_Task to carry out_
Put every line of the material below into a JSON list of strings, one string per line, skipping blank lines. Leave the pictures out of your answer.

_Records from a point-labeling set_
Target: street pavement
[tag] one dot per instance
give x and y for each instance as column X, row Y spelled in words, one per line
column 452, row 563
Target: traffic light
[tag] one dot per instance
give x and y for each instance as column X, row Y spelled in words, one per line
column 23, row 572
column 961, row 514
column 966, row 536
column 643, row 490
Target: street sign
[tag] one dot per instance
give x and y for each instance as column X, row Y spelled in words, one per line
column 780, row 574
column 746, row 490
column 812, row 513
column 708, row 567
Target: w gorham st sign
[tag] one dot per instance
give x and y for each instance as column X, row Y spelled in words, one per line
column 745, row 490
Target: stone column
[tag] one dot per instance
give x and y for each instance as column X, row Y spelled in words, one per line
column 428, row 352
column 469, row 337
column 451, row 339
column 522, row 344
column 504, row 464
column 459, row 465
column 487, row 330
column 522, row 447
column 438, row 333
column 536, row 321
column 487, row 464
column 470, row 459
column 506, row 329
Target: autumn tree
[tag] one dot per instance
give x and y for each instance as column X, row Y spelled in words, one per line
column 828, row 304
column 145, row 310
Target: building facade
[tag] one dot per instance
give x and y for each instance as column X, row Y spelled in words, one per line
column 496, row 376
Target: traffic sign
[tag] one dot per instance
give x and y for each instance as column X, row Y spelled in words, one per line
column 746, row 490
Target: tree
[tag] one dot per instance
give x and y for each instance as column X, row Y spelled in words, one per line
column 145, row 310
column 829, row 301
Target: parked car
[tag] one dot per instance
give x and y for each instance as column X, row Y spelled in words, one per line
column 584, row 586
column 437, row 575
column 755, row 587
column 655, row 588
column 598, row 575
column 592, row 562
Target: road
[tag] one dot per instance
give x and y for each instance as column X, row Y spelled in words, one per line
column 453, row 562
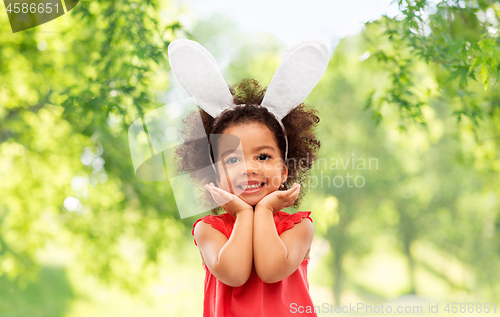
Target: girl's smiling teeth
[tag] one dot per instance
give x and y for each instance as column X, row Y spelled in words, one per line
column 251, row 187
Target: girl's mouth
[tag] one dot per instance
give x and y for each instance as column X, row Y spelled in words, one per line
column 250, row 189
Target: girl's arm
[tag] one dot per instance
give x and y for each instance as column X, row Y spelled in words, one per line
column 276, row 257
column 229, row 260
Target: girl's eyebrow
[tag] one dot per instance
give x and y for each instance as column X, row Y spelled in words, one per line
column 259, row 148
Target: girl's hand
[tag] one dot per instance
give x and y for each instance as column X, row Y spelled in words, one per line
column 232, row 204
column 280, row 199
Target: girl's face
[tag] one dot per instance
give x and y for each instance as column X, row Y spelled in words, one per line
column 255, row 168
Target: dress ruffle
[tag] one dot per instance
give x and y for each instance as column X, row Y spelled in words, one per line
column 216, row 223
column 292, row 220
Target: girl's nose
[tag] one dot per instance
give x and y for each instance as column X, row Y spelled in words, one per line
column 251, row 167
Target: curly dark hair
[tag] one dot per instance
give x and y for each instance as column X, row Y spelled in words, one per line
column 299, row 125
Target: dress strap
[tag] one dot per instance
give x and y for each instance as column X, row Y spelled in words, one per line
column 216, row 222
column 288, row 222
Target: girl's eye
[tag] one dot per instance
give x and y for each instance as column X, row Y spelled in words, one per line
column 232, row 160
column 264, row 157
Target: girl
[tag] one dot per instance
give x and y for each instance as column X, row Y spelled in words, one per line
column 255, row 256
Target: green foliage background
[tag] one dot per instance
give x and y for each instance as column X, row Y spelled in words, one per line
column 418, row 93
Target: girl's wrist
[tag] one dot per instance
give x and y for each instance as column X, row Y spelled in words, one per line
column 264, row 208
column 243, row 211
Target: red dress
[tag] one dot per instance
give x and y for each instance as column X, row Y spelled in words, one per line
column 288, row 297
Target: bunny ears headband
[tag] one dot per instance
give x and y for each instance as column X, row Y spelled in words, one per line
column 197, row 71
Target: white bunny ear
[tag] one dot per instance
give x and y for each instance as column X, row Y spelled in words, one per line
column 199, row 75
column 299, row 71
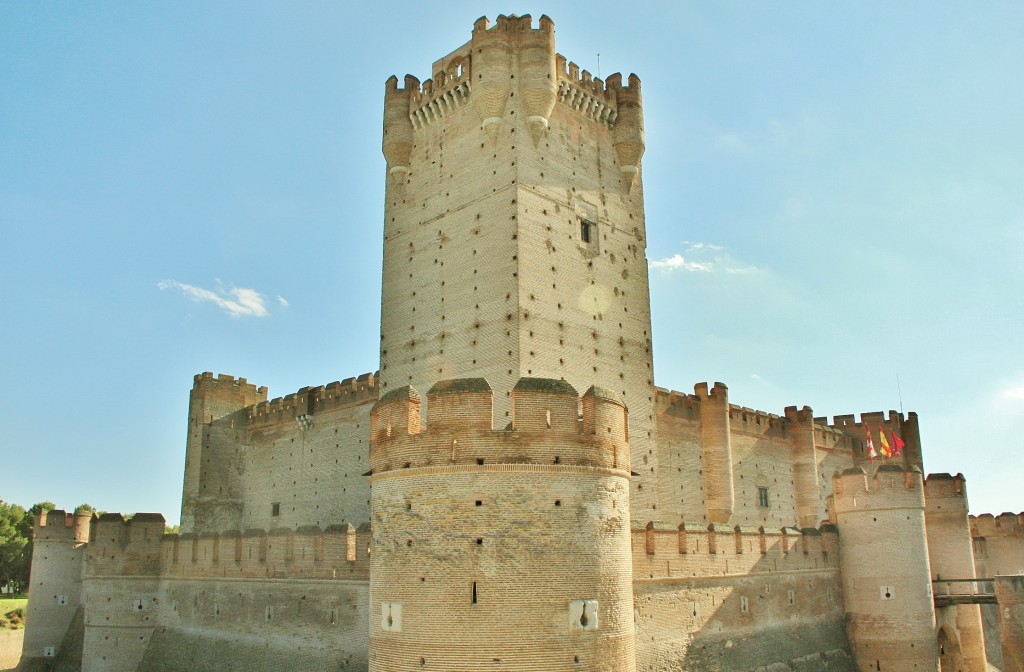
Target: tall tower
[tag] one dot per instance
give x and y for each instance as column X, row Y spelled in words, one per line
column 514, row 235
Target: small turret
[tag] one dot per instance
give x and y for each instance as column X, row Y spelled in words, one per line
column 493, row 72
column 538, row 78
column 630, row 138
column 715, row 437
column 805, row 463
column 397, row 143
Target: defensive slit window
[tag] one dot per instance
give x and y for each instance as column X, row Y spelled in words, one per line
column 587, row 229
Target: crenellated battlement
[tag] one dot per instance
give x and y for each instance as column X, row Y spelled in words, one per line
column 339, row 551
column 59, row 525
column 1004, row 525
column 876, row 418
column 767, row 422
column 594, row 98
column 890, row 487
column 125, row 546
column 943, row 491
column 308, row 401
column 551, row 425
column 693, row 549
column 207, row 381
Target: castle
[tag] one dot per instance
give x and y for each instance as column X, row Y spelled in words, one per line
column 511, row 491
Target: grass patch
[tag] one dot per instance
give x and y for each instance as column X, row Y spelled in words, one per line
column 12, row 610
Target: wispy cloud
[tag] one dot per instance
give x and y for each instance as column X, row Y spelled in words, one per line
column 236, row 301
column 702, row 257
column 678, row 262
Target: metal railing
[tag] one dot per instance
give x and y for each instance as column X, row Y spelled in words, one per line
column 964, row 591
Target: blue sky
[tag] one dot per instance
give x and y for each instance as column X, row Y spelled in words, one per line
column 835, row 198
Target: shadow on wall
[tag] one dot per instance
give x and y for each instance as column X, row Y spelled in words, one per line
column 731, row 599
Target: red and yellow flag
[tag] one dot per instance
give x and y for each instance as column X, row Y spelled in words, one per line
column 884, row 444
column 897, row 444
column 870, row 444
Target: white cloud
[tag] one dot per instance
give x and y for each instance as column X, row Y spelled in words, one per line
column 236, row 301
column 702, row 257
column 677, row 262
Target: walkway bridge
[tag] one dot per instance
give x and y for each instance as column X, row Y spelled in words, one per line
column 964, row 591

_Result below_
[
  "Target: street pavement",
  "[tag] one dot per instance",
  "give x and y for each instance as column X, row Y spelled in words, one per line",
  "column 452, row 563",
  "Target: traffic light",
  "[tag] one dot per instance",
  "give x and y for each instance as column X, row Y spelled in words, one per line",
  "column 23, row 572",
  "column 961, row 514",
  "column 966, row 536",
  "column 643, row 490",
  "Target: street sign",
  "[tag] one dot per instance",
  "give x and y for each instance as column X, row Y spelled in words, one per line",
  "column 780, row 574",
  "column 746, row 490",
  "column 812, row 513",
  "column 708, row 567",
  "Target: w gorham st sign",
  "[tag] one dot per instance",
  "give x and y for each instance as column X, row Y spelled in words, one per line",
  "column 745, row 490",
  "Target: stone column",
  "[tag] one dot per instance",
  "give x and y for each instance as column X, row Y spelled in words, one per line",
  "column 428, row 352",
  "column 469, row 337",
  "column 451, row 339",
  "column 522, row 344",
  "column 504, row 464",
  "column 459, row 465",
  "column 487, row 330",
  "column 522, row 447",
  "column 438, row 333",
  "column 536, row 321",
  "column 487, row 464",
  "column 470, row 459",
  "column 506, row 329",
  "Target: autumn tree",
  "[tag] one dot per instance",
  "give x and y for each instance as column X, row Y spelled in words, one per line",
  "column 828, row 304",
  "column 145, row 310",
  "Target: building facade",
  "[tag] one dot per instance",
  "give x and y for each instance as column X, row Y spelled in words, one per line",
  "column 496, row 376",
  "Target: traffic sign",
  "[tag] one dot per instance",
  "give x and y for each instance as column X, row Y spelled in words, one per line",
  "column 746, row 490",
  "Target: tree",
  "[tag] one dot per instance",
  "give x and y for each instance as column X, row Y spelled in words, one per line",
  "column 145, row 310",
  "column 829, row 301",
  "Target: parked car",
  "[tag] one dot per instance",
  "give x and y for each instance as column X, row Y spelled in words, one per line",
  "column 584, row 586",
  "column 437, row 575",
  "column 755, row 587",
  "column 655, row 588",
  "column 598, row 575",
  "column 592, row 562",
  "Target: road",
  "[tag] one dot per instance",
  "give x and y for each instance as column X, row Y spelled in words, one per line",
  "column 453, row 562",
  "Target: girl's smiling teeth",
  "[tag] one dot per instance",
  "give x and y for each instance as column X, row Y spelled in words, one per line",
  "column 251, row 187",
  "Target: girl's mouth",
  "[tag] one dot per instance",
  "give x and y for each instance as column X, row Y spelled in words, one per line",
  "column 250, row 189",
  "Target: girl's arm",
  "[tag] one dot per instance",
  "give x and y for each instance as column X, row Y spelled in words, one per line",
  "column 276, row 257",
  "column 229, row 260",
  "Target: girl's eyebrow",
  "[tag] one dot per instance",
  "give x and y for each instance as column X, row Y spelled in words, one per line",
  "column 259, row 148",
  "Target: girl's hand",
  "[tag] one dot per instance",
  "give x and y for each instance as column X, row Y spelled in words, one per line",
  "column 232, row 204",
  "column 280, row 199",
  "Target: girl's face",
  "[tag] one dot per instance",
  "give x and y for each instance as column X, row Y spelled in words, one per line",
  "column 255, row 168",
  "Target: dress ruffle",
  "[tag] one dot per instance",
  "give x and y for each instance as column X, row Y spelled in words, one per line",
  "column 216, row 223",
  "column 292, row 220",
  "Target: girl's nose",
  "[tag] one dot per instance",
  "give x and y for each instance as column X, row Y spelled in words, one per line",
  "column 251, row 167",
  "Target: curly dark hair",
  "[tag] one dot per instance",
  "give x and y for each instance as column X, row Y spelled in words, one per line",
  "column 299, row 125",
  "Target: dress strap",
  "[tag] one dot per instance",
  "give x and y for each instance as column X, row Y spelled in words, one per line",
  "column 216, row 222",
  "column 288, row 222",
  "Target: girl's eye",
  "[tag] one dot per instance",
  "give x and y for each instance as column X, row Y spelled in words, one per line",
  "column 232, row 160",
  "column 264, row 157",
  "Target: girl",
  "[tag] one dot per instance",
  "give x and y for each instance as column X, row Y spelled in words, one per line",
  "column 255, row 256",
  "Target: green foliage background",
  "[tag] one dot per instance",
  "give x and y for each instance as column X, row Y spelled in words, one per line",
  "column 418, row 93",
  "Target: girl's wrist",
  "[tag] one dot per instance",
  "give x and y for each instance as column X, row Y spelled in words, one per line",
  "column 264, row 208",
  "column 243, row 211",
  "Target: red dress",
  "[tag] one dot per instance",
  "give x and y for each instance as column X, row Y spelled in words, one per line",
  "column 288, row 297",
  "Target: bunny ears headband",
  "[tag] one dot per instance",
  "give x and y for each instance as column X, row Y spelled in words, one per line",
  "column 197, row 71",
  "Target: white bunny ear",
  "[tag] one dot per instance",
  "give x and y for each instance as column X, row Y spelled in words, one per line",
  "column 199, row 75",
  "column 299, row 71",
  "Target: tall tower",
  "[tag] one dot per instance",
  "give x and y for each instance as column X, row Y spelled in words, one per line",
  "column 514, row 235",
  "Target: small turret",
  "[tag] one dot per instance",
  "give x and y for each instance as column X, row Y spelled in words, one per line",
  "column 493, row 72",
  "column 538, row 78",
  "column 630, row 138",
  "column 715, row 437",
  "column 805, row 463",
  "column 397, row 143",
  "Target: defensive slit window",
  "[tag] one dot per instance",
  "give x and y for each instance as column X, row Y spelled in words, one per line",
  "column 587, row 229",
  "Target: crenellated battlement",
  "[tag] one dot per instance",
  "give x and y for each instance as column X, row Y spelled in words, one per line",
  "column 339, row 551",
  "column 59, row 525",
  "column 1004, row 525",
  "column 876, row 418",
  "column 767, row 422",
  "column 594, row 98",
  "column 890, row 487",
  "column 125, row 546",
  "column 943, row 491",
  "column 308, row 401",
  "column 551, row 425",
  "column 693, row 549",
  "column 207, row 381",
  "Target: castle",
  "[tag] one dot per instance",
  "give x and y for each instance as column X, row Y spelled in words, one per line",
  "column 511, row 491",
  "Target: grass patch",
  "[tag] one dot per instance",
  "give x and y for each instance as column X, row Y spelled in words, one per line",
  "column 12, row 610",
  "Target: wispy cloud",
  "[tag] one dot per instance",
  "give x and y for each instance as column X, row Y spelled in words, one per line",
  "column 236, row 301",
  "column 702, row 257",
  "column 678, row 262",
  "Target: metal railing",
  "[tag] one dot per instance",
  "give x and y for each instance as column X, row Y spelled in words, one per line",
  "column 964, row 591",
  "Target: blue sky",
  "[tag] one dot per instance",
  "give x and y for each instance as column X, row Y spelled in words, one per line",
  "column 835, row 198",
  "Target: shadow on wall",
  "[tag] one dot per instance",
  "give x and y for each instance as column X, row Y spelled in words, one per line",
  "column 731, row 599",
  "Target: red and yellow flag",
  "[tag] one dot per instance",
  "give x and y for each instance as column X, row Y spelled in words, one per line",
  "column 884, row 444",
  "column 897, row 444",
  "column 870, row 444",
  "Target: white cloud",
  "[tag] one dot per instance",
  "give x and y for each instance as column X, row Y spelled in words, one per line",
  "column 236, row 301",
  "column 702, row 257",
  "column 677, row 262",
  "Target: walkway bridge",
  "[tag] one dot per instance",
  "give x and y for each instance as column X, row Y spelled in words, one per line",
  "column 964, row 591"
]